| Data items |
........
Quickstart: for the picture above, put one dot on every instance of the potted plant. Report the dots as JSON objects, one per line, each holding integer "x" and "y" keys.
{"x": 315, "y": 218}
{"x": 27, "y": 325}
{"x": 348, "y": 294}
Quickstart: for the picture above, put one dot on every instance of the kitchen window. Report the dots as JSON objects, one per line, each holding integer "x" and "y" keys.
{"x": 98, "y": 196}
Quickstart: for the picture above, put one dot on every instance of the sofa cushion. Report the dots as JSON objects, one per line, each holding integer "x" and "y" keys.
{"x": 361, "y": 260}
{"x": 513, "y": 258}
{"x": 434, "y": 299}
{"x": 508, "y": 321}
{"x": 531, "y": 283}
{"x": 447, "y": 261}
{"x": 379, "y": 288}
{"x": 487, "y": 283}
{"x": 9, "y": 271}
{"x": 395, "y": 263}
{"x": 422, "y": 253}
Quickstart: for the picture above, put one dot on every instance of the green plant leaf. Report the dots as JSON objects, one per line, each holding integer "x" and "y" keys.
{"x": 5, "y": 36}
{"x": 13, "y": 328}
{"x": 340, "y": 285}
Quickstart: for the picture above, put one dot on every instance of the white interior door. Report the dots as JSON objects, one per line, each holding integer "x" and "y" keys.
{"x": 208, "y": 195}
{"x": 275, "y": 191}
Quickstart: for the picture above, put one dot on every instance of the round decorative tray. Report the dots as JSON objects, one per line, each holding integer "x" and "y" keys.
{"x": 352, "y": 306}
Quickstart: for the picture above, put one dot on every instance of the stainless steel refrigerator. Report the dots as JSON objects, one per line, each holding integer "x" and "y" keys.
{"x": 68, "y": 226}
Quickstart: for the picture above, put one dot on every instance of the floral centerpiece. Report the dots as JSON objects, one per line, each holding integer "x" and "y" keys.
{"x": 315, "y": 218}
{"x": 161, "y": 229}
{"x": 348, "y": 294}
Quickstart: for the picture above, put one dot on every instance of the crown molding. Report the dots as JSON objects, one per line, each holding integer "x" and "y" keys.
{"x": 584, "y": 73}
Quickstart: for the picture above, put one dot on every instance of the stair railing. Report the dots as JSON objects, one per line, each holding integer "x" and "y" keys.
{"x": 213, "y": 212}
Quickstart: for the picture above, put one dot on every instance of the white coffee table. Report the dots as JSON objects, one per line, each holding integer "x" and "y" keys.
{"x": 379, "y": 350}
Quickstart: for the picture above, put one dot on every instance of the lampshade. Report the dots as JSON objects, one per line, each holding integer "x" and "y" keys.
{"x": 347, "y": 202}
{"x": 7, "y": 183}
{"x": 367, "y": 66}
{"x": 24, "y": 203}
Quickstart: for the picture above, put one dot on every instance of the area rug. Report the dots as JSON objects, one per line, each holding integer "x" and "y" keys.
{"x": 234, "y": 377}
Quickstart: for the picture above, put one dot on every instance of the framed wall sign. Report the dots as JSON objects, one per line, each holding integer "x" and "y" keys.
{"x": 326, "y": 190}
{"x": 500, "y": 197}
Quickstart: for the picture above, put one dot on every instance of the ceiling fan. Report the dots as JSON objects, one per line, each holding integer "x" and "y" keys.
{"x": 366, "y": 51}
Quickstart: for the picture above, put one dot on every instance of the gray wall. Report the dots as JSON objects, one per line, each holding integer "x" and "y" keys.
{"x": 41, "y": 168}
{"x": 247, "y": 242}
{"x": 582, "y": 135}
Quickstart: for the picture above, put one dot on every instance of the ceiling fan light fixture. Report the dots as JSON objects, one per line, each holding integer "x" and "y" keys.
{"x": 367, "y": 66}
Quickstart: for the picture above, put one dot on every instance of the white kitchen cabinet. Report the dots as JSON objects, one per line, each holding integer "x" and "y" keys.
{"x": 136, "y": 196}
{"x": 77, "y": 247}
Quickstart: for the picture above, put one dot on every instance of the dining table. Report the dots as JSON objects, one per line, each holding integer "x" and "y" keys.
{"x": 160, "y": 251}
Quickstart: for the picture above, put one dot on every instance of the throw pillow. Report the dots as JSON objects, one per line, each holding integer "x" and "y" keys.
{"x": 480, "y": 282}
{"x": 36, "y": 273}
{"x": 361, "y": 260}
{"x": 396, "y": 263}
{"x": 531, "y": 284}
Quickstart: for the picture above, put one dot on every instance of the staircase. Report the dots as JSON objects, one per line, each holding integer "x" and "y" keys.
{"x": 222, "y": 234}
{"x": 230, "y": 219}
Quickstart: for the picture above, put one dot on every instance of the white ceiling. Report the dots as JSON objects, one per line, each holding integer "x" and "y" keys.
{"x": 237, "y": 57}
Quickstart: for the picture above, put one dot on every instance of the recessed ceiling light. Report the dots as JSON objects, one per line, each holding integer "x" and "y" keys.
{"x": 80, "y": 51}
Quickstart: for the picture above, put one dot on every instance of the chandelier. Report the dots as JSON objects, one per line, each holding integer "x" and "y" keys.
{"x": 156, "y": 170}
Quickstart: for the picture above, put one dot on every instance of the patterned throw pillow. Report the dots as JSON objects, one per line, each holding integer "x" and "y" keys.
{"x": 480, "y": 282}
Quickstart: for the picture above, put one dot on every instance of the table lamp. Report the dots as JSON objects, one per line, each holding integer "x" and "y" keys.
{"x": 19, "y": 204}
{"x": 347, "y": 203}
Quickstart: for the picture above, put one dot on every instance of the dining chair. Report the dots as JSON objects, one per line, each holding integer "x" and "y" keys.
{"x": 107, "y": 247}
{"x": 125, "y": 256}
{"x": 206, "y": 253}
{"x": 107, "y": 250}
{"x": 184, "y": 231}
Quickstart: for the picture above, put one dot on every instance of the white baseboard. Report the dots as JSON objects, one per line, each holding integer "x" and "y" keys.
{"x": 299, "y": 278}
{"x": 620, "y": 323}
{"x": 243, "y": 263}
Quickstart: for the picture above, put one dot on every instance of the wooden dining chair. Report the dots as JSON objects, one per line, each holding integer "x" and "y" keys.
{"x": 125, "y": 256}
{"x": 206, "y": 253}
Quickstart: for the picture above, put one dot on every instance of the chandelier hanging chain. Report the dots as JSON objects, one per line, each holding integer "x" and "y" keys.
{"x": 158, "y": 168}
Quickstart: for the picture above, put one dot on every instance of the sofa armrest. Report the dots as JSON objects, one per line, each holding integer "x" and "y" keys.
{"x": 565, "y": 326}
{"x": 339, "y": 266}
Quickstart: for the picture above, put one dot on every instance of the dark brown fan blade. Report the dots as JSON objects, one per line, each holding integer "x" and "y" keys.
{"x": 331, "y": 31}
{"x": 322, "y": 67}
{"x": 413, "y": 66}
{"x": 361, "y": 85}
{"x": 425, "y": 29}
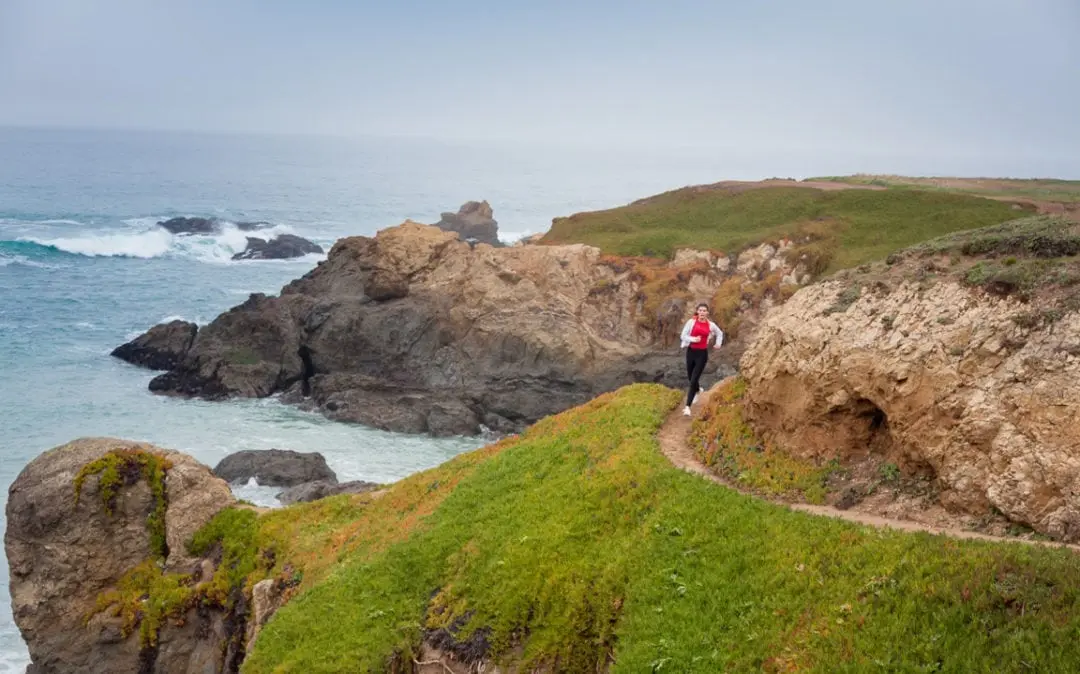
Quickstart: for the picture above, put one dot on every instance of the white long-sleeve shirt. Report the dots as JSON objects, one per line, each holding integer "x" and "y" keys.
{"x": 713, "y": 329}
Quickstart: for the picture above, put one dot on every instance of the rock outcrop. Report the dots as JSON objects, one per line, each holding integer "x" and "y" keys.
{"x": 416, "y": 331}
{"x": 67, "y": 548}
{"x": 979, "y": 391}
{"x": 322, "y": 488}
{"x": 274, "y": 468}
{"x": 473, "y": 221}
{"x": 162, "y": 347}
{"x": 282, "y": 246}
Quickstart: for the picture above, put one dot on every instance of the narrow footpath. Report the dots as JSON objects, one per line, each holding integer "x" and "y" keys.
{"x": 674, "y": 442}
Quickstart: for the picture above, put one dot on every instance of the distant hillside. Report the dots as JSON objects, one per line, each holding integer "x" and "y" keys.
{"x": 1043, "y": 189}
{"x": 850, "y": 225}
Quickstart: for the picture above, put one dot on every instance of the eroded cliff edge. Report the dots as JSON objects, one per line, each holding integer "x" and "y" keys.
{"x": 958, "y": 360}
{"x": 415, "y": 331}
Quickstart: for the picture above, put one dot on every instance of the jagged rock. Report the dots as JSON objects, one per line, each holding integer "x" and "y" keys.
{"x": 945, "y": 381}
{"x": 268, "y": 595}
{"x": 322, "y": 488}
{"x": 205, "y": 226}
{"x": 274, "y": 468}
{"x": 62, "y": 556}
{"x": 162, "y": 347}
{"x": 282, "y": 246}
{"x": 416, "y": 331}
{"x": 474, "y": 220}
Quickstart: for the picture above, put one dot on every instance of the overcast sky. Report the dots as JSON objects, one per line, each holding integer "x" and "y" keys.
{"x": 994, "y": 78}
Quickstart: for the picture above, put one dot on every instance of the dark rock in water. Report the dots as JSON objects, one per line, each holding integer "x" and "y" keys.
{"x": 253, "y": 226}
{"x": 162, "y": 347}
{"x": 472, "y": 223}
{"x": 391, "y": 407}
{"x": 282, "y": 246}
{"x": 274, "y": 468}
{"x": 322, "y": 488}
{"x": 205, "y": 226}
{"x": 415, "y": 331}
{"x": 191, "y": 226}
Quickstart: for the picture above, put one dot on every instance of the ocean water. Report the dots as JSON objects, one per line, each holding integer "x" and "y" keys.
{"x": 84, "y": 268}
........
| OBJECTIVE |
Beginning at the line that contains "of the overcast" and continuing through the end of the records, express those lines as a numbered list, leaving out any blank lines.

| EXPECTED ANSWER |
1. Quickstart: for the picture above, put one dot on every instance of the overcast sky. Report the dots as JSON objects, one per line, each holding integer "x" and "y" keys.
2. {"x": 994, "y": 78}
3. Quickstart: for the picture above, put one dot on every instance of the dark rock in water. Report the dots as JSON objects, one per line, each holding integer "x" and "y" keys.
4. {"x": 253, "y": 226}
5. {"x": 162, "y": 347}
6. {"x": 472, "y": 223}
7. {"x": 391, "y": 407}
8. {"x": 282, "y": 246}
9. {"x": 274, "y": 468}
10. {"x": 322, "y": 488}
11. {"x": 205, "y": 226}
12. {"x": 415, "y": 331}
13. {"x": 191, "y": 226}
14. Quickstart: for the picture above, put one dot on every instance of the ocean water. Report the dots as JSON objects, one per line, each holding integer "x" and "y" keys.
15. {"x": 84, "y": 268}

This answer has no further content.